総IT化時代の夜明け SMBの現場を追って
<総IT化時代の夜明け SMBの現場を追って>27.イマジンプラス(上)
2005/05/16 16:18
週刊BCN 2005年05月16日vol.1088掲載
情報セキュリティに取り組む
イマジンプラスでは、派遣スタッフの個人情報を扱う「スタッフ情報管理システム」を社内外の脅威から守る情報セキュリティ対策と、派遣先企業の機密情報を守るためスタッフの情報モラル教育の2点に焦点を当てて投資を行ってきた。「スタッフ情報管理システム」とは、顧客が求める最適な人材を的確に割り出して派遣するため、イマジンプラスが創業以来積み上げてきた重要な人材データベースだ。「人材派遣サービスは人材とその情報が命。情報漏えいなど重大な情報セキュリティ事件を起こして信頼を失っては元も子もない」(笹川社長)と、情報セキュリティの重要性を強く認識する。
イマジンプラスの創業は1997年。ITバブルで市場が盛り上がり、販促イベントやフィールドサポート、ヘルプデスク、ウェブ制作などIT関連の人材不足が深刻化していた。「当時、IT関連の知識を身につけた若い女性が、イベント会場などでパソコンを自分の手で箱から出し、手際よくセッティングしていく様は、パソコンメーカーの方々から新鮮な感動をもって受け入れられた」(笹川社長)と、顧客企業から高く評価された。
IT関連に特化して創業したことや、創業当時、すでにコンピュータウイルスや外部からの不正侵入の問題が顕在化していたため、社内ネットワークに接続するすべてのクライアントパソコンにウイルス感染を予防するウイルス対策ソフトを導入したり、外部からの不正侵入を防ぐファイアウォールの設定するなど基礎的なセキュリティ対策には力を入れてきた。「スタッフ情報管理システム」などの重要データの定期的なバックアップも行った。
創業当時は人的にも予算的にも厳しかったこともあり、社内のスタッフ教育や企業研修を担当するインストラクターが手分けして、情報セキュリティ対策を行わざるを得なかった。ウイルス対策やデータのバックアップなどの重要性を意識しながらも、専任の情報セキュリティ担当者が置けなかったのが現実だった。

_ _ _ _ _

• _課題の指示_:
[a] イマジンプラスの記事を読み、次の問いに答えよ。
(i) イマジンプラスが創業したのは何年か。
(ii) 投資の焦点とした2点のうち、派遣先企業の機密情報を守るための取り組みは何か。
(iii) 創業当時、情報セキュリティ対策を手分けして担ったのは誰か。
[b] イマジンプラスの記事のうち、「IT関連に特化して創業したことや」で始まる段落を、主な事実を残したまま箇条書きにまとめること。

• _元データ_:
_ _ _ _ _

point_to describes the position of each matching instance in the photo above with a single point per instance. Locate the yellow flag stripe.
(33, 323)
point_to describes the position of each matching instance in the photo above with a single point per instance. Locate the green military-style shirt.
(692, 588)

_ _ _ _ _

• _課題の解答_:
[a]
(i) 1997年。
(ii) スタッフの情報モラル教育。
(iii) 社内のスタッフ教育や企業研修を担当するインストラクター。

[b]
- 背景：IT関連に特化して創業したこと、そして創業当時すでにコンピュータウイルスや外部からの不正侵入の問題が顕在化していたこと
- 社内ネットワークに接続するすべてのクライアントパソコンに、ウイルス対策ソフトを導入した
- 外部からの不正侵入を防ぐため、ファイアウォールを設定した
- 「スタッフ情報管理システム」などの重要データを、定期的にバックアップした